→ Task details
In the entries below, return only the line containing "face and record the coordinates." and those after it, exactly, through the last line.

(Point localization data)
=== Section Start ===
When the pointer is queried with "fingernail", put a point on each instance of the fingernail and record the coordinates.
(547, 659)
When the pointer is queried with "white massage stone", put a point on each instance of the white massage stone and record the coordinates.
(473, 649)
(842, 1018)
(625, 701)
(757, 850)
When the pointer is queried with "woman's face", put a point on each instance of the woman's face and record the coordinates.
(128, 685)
=== Section End ===
→ Exercise response
When the pointer is queried with "woman's face", put a point on each instance of the woman's face and record the coordinates.
(128, 685)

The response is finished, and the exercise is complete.